THE RECORDS start

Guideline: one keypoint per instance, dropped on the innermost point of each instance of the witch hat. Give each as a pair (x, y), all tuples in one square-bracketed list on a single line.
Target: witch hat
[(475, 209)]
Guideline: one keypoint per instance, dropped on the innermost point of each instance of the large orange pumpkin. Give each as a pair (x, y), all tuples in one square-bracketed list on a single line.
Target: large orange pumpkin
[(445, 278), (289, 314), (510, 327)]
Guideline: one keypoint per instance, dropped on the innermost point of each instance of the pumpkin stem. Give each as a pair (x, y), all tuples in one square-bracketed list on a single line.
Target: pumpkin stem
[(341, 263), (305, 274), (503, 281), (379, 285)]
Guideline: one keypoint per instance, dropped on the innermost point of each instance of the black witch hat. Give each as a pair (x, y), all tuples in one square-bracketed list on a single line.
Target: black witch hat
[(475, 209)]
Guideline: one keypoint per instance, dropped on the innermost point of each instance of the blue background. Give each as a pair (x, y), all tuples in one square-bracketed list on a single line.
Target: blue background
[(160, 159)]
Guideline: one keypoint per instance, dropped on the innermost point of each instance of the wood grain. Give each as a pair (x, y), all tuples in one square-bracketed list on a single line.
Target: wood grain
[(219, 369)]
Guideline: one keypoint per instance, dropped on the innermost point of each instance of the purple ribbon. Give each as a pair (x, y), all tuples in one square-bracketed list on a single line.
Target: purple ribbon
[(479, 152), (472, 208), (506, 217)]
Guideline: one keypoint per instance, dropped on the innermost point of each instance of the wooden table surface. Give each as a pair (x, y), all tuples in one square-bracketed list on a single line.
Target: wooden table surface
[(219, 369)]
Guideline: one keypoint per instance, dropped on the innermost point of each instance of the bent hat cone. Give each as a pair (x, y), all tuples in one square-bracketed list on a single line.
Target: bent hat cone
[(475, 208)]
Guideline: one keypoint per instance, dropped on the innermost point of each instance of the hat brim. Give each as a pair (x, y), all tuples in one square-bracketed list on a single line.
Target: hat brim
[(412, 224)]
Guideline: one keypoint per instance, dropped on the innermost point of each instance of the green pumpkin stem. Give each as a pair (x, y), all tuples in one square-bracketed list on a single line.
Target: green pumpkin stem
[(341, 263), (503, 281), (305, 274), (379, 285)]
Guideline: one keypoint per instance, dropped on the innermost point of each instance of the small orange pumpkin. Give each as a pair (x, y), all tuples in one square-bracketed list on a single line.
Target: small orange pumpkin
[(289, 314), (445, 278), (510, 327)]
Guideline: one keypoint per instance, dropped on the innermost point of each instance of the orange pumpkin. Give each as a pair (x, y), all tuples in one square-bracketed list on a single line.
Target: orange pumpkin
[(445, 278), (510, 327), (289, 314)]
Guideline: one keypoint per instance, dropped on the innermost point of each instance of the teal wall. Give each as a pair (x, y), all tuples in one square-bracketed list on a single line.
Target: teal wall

THE RECORDS end

**REQUIREMENT:**
Can you output every one of the records above verbatim, with no line changed or left out?

**FINAL RESULT:**
Guideline: one keypoint per instance, dropped on the innermost point of each instance of the witch hat. Give each as a pair (x, y), all tuples in one square-bracketed list on a single line.
Target: witch hat
[(475, 209)]
Guideline: one keypoint per instance, dropped on the innermost point of each instance of the large orange pumpkin. Give each as a pair (x, y), all tuples in one square-bracketed list on a single line.
Target: large orange pumpkin
[(445, 278), (289, 314), (510, 327)]
Guideline: one keypoint per instance, dropped on the innermost point of each instance of the pumpkin stem. Give each as a pair (x, y), all tuples in one square-bracketed list on a single line.
Target: pumpkin stem
[(341, 263), (305, 274), (503, 281), (379, 285)]
Guideline: one keypoint per instance, dropped on the innermost point of each instance of the black witch hat. Give each as a pair (x, y), all tuples in one square-bracketed list on a single line.
Target: black witch hat
[(475, 209)]
Guideline: one keypoint per instance, dropped on the innermost point of each instance of the blue background. Give each as a pair (x, y), all tuples in one square-bracketed list on a single line.
Target: blue background
[(160, 159)]
Guideline: one keypoint per instance, dropped on the innermost point of each instance of the wood grain. Give each as a pair (x, y), all tuples in one square-bracketed list on a single line.
Target: wood grain
[(219, 369)]
Guideline: one keypoint per instance, dropped on the innermost point of each instance of the purple ribbon. Give each as a pair (x, y), all tuples in one square-bracketed list on a single line.
Target: purple ribbon
[(479, 152), (472, 208), (506, 217)]
Guideline: one keypoint per instance, dropped on the innermost point of each instance of the wooden table surface. Give each as a pair (x, y), all tuples in one square-bracketed list on a single line.
Target: wooden table surface
[(219, 369)]
Guideline: one keypoint per instance, dropped on the innermost point of each instance of the bent hat cone. Give each as a pair (x, y), all tuples in one square-bracketed list on a single line.
Target: bent hat cone
[(475, 208)]
Guideline: one keypoint per instance, dropped on the innermost point of each instance of the hat brim. Give each as a pair (x, y), all tuples in one square-bracketed list on a single line.
Target: hat brim
[(412, 224)]
Guideline: one keypoint per instance, dropped on the innermost point of each instance of the green pumpkin stem. Give each as a pair (x, y), all tuples in one square-bracketed list on a single line.
Target: green pumpkin stem
[(341, 263), (503, 281), (305, 274), (379, 285)]
Guideline: one keypoint per instance, dropped on the innermost point of each instance of the small orange pumpkin. Give each as a pair (x, y), all tuples in one square-bracketed list on a single line.
Target: small orange pumpkin
[(289, 314), (445, 278), (510, 327)]
Guideline: one keypoint per instance, dropped on the innermost point of each instance of the orange pumpkin. Give each as a pair (x, y), all tuples in one square-bracketed list on a single line.
Target: orange pumpkin
[(445, 278), (510, 327), (289, 314)]
Guideline: one keypoint per instance, dropped on the innermost point of each instance of the teal wall. Give each as a pair (x, y), all tuples in one square-bracketed list on a single line.
Target: teal wall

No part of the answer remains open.